Stored data entries:
+ + + +
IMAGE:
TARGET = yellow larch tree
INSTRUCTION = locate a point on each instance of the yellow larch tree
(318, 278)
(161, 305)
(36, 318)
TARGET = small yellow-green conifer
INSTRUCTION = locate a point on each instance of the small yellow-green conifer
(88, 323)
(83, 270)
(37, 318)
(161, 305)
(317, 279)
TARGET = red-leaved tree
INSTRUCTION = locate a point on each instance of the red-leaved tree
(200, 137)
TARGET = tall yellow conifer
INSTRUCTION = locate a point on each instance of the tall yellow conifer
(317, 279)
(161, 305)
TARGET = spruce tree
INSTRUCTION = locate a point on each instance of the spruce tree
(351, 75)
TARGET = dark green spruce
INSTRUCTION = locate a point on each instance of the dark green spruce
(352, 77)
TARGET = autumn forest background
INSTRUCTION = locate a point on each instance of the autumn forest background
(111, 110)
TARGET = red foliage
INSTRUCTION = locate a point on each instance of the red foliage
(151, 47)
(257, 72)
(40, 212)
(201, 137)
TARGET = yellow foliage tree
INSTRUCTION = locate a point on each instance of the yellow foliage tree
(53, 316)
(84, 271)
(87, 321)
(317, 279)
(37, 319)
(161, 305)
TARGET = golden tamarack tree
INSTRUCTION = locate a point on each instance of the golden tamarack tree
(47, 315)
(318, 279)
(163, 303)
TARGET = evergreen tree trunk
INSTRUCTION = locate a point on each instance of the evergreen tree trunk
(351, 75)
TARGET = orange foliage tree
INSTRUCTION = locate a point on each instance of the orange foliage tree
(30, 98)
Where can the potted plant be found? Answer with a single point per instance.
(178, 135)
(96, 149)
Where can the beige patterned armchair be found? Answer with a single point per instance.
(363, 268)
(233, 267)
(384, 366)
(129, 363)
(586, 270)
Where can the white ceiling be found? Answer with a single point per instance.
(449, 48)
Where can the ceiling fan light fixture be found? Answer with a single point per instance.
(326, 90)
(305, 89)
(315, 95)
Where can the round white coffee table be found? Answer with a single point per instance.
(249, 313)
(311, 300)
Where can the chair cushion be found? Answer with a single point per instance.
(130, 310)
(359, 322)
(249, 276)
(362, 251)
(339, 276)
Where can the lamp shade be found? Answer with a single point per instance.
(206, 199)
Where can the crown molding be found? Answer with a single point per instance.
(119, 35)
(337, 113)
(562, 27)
+ + + +
» Goal of the exercise: Copy all the lines from the data above that hold the word "TARGET".

» Result of the task:
TARGET = yellow larch tree
TARGET = small yellow-green conifer
TARGET = red-leaved tree
TARGET = tall yellow conifer
TARGET = spruce tree
TARGET = dark green spruce
TARGET = autumn forest background
TARGET = red foliage
TARGET = yellow foliage tree
TARGET = golden tamarack tree
TARGET = evergreen tree trunk
TARGET = orange foliage tree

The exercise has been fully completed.